• **BRIEF**: List every line in the material below that contains the string "peak", copying each line in full.

• **STORED DATA**:
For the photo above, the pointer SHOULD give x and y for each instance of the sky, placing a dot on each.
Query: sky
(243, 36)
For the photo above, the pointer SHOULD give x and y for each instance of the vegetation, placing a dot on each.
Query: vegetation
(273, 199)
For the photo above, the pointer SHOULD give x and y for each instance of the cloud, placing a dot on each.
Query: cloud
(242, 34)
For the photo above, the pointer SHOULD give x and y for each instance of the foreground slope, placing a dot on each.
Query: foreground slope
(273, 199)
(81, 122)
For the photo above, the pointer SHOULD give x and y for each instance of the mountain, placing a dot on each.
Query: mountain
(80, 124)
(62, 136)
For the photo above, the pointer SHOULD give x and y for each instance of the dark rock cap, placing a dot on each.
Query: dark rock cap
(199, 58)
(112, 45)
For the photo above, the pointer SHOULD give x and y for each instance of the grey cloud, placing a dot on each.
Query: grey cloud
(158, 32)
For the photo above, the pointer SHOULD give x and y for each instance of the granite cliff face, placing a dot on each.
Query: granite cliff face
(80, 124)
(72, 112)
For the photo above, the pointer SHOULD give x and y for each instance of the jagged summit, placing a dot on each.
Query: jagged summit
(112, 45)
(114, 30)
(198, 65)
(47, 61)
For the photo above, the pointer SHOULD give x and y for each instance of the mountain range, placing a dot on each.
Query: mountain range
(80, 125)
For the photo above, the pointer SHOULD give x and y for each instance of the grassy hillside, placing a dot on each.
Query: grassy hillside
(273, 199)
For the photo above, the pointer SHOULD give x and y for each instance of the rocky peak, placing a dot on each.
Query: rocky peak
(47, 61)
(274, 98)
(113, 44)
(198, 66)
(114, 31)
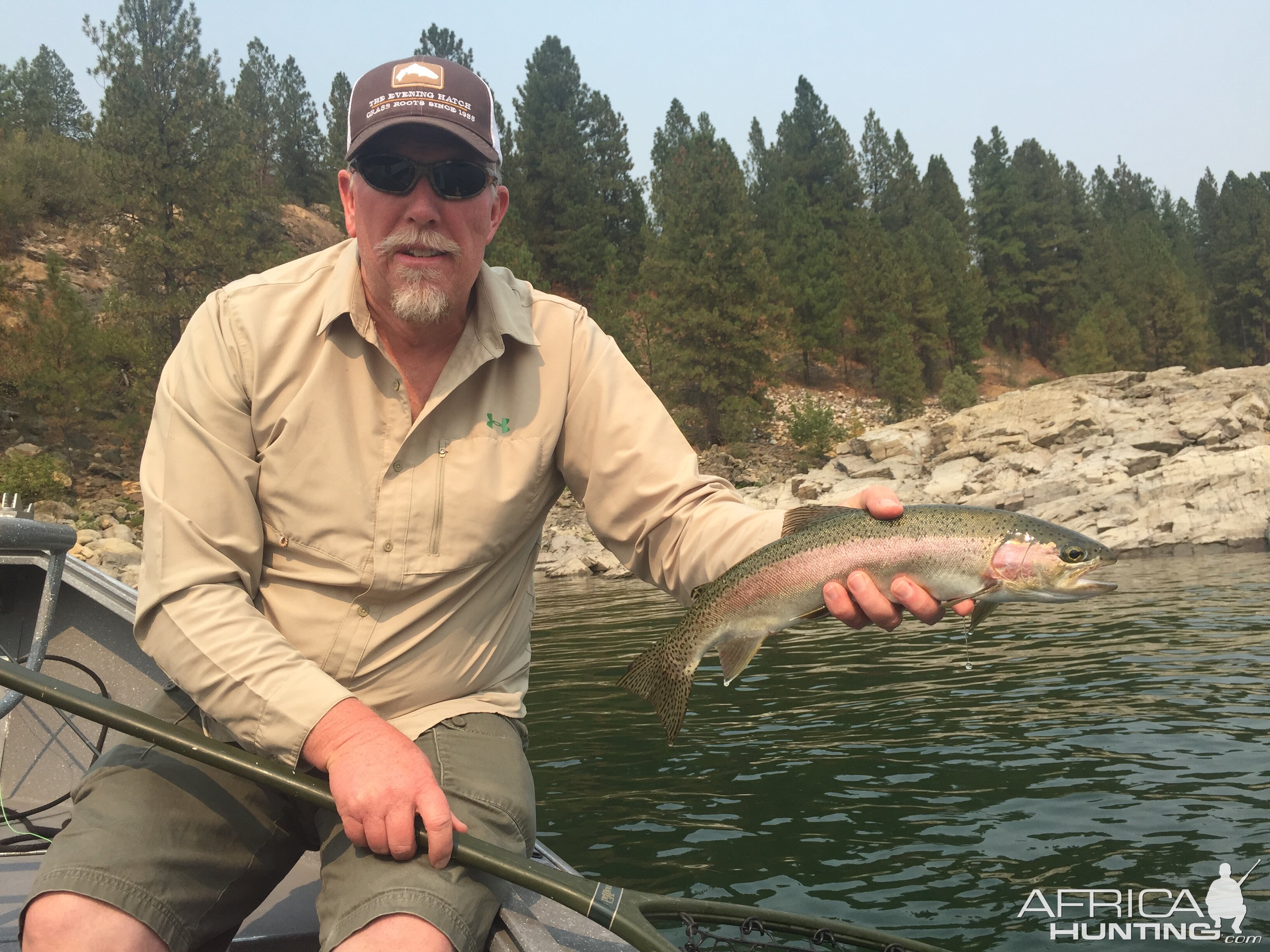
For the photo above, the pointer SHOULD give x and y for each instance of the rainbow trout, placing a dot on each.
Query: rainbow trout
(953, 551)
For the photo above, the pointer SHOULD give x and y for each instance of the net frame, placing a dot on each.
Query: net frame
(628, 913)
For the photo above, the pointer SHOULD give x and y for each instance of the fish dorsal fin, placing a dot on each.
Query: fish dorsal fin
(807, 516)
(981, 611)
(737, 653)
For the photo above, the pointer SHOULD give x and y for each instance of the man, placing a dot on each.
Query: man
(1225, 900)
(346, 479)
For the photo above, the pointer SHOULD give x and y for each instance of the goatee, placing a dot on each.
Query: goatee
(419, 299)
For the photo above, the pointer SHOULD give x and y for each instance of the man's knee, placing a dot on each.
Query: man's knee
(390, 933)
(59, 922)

* * *

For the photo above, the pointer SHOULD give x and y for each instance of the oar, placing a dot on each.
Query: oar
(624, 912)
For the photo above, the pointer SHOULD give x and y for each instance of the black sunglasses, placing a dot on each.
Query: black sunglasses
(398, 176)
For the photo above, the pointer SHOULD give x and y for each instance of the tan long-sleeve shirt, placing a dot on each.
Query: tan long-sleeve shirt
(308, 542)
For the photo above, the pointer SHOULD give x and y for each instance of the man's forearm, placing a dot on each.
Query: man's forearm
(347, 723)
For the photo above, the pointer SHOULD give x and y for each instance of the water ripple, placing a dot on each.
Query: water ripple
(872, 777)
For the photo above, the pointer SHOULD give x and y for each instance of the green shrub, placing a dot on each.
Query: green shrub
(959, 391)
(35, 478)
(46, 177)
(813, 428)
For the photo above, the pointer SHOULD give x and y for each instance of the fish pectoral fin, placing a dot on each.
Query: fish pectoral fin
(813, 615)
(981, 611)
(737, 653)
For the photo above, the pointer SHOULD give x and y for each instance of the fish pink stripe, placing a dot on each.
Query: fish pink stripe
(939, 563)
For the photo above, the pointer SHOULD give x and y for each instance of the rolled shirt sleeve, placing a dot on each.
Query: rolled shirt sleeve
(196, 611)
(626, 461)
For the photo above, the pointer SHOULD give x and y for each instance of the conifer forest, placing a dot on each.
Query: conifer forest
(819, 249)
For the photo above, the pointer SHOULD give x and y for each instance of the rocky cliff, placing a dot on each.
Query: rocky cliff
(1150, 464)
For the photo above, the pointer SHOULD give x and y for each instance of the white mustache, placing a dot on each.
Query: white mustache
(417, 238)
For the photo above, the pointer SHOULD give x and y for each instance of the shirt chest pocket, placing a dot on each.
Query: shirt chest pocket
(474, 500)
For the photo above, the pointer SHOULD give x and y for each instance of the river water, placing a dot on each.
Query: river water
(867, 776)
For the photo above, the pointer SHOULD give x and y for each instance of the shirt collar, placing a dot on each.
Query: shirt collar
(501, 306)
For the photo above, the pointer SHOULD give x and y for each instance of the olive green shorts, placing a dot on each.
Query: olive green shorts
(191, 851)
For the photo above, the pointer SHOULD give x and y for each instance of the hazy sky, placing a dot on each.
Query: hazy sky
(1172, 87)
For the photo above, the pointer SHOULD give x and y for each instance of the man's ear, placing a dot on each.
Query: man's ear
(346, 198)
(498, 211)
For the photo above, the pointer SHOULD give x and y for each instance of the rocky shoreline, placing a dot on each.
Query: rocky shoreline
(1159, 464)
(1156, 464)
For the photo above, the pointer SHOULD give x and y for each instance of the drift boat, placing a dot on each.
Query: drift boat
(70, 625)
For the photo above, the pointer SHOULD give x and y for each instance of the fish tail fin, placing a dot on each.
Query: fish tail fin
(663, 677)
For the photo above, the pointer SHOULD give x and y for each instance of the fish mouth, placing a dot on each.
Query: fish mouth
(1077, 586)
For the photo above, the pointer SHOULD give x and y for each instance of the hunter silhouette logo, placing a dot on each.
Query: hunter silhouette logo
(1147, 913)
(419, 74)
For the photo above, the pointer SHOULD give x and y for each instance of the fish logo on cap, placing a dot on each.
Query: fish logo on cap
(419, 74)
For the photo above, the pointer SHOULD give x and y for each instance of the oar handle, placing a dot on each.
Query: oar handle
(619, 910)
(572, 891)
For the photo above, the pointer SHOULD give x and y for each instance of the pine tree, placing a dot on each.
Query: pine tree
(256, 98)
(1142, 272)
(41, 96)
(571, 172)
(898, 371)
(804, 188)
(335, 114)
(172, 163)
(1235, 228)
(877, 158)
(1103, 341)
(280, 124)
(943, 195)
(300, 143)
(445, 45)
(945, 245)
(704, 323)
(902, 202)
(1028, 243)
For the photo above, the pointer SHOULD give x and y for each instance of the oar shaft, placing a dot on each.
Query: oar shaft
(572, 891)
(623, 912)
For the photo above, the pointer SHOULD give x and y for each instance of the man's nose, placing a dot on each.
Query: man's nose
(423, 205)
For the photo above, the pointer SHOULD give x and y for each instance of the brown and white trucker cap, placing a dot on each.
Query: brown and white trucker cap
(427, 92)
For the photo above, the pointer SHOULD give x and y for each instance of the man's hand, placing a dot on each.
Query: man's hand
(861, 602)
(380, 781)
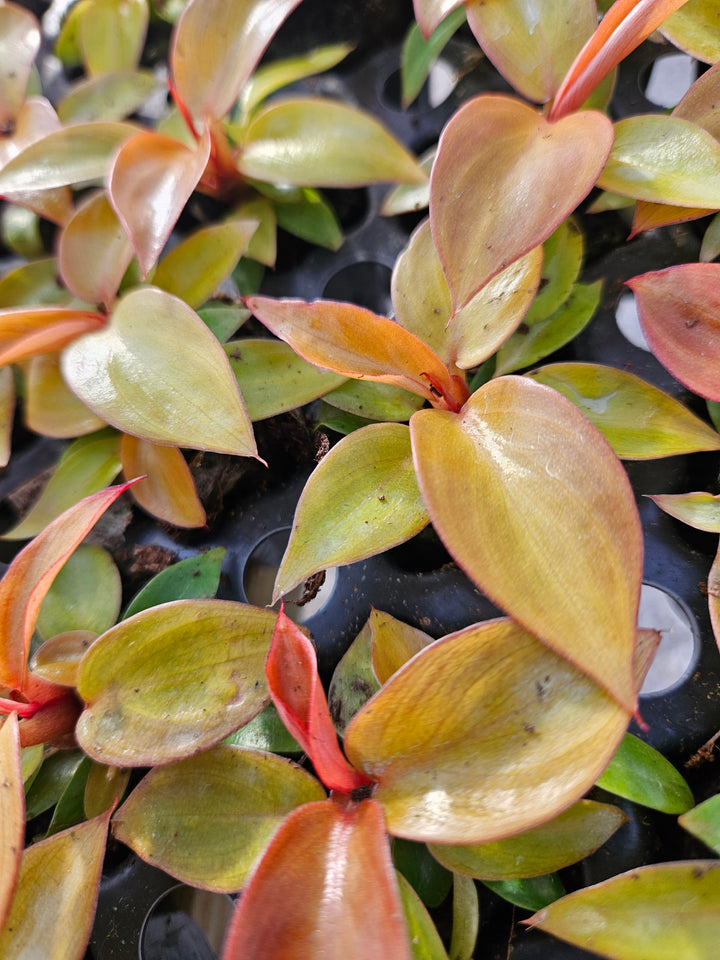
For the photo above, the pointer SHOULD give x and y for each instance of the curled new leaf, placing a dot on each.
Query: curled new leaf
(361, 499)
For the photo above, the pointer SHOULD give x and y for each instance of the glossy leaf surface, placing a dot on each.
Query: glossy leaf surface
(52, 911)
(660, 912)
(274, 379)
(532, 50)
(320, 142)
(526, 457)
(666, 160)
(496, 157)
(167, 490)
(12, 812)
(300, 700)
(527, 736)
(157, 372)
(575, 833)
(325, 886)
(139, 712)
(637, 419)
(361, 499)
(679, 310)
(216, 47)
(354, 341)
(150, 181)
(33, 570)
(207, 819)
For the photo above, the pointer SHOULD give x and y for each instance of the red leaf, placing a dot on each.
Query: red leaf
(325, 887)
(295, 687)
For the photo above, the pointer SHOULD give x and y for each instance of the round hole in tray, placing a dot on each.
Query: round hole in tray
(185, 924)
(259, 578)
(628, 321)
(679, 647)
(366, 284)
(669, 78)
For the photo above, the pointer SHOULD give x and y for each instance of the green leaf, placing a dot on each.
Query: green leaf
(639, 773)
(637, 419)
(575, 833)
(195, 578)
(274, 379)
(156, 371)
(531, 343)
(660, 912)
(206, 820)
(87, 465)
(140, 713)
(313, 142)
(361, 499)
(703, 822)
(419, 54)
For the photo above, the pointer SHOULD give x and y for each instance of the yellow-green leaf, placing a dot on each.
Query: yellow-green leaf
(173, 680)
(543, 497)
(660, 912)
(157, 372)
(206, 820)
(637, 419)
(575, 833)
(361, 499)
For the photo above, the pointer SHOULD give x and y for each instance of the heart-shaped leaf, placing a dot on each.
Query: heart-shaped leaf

• **ANSWER TO THE EXERCISE**:
For the photo above, the pointer SHOULD give x and y for each instance of the rocky peak, placing a dot on each.
Query: rocky peak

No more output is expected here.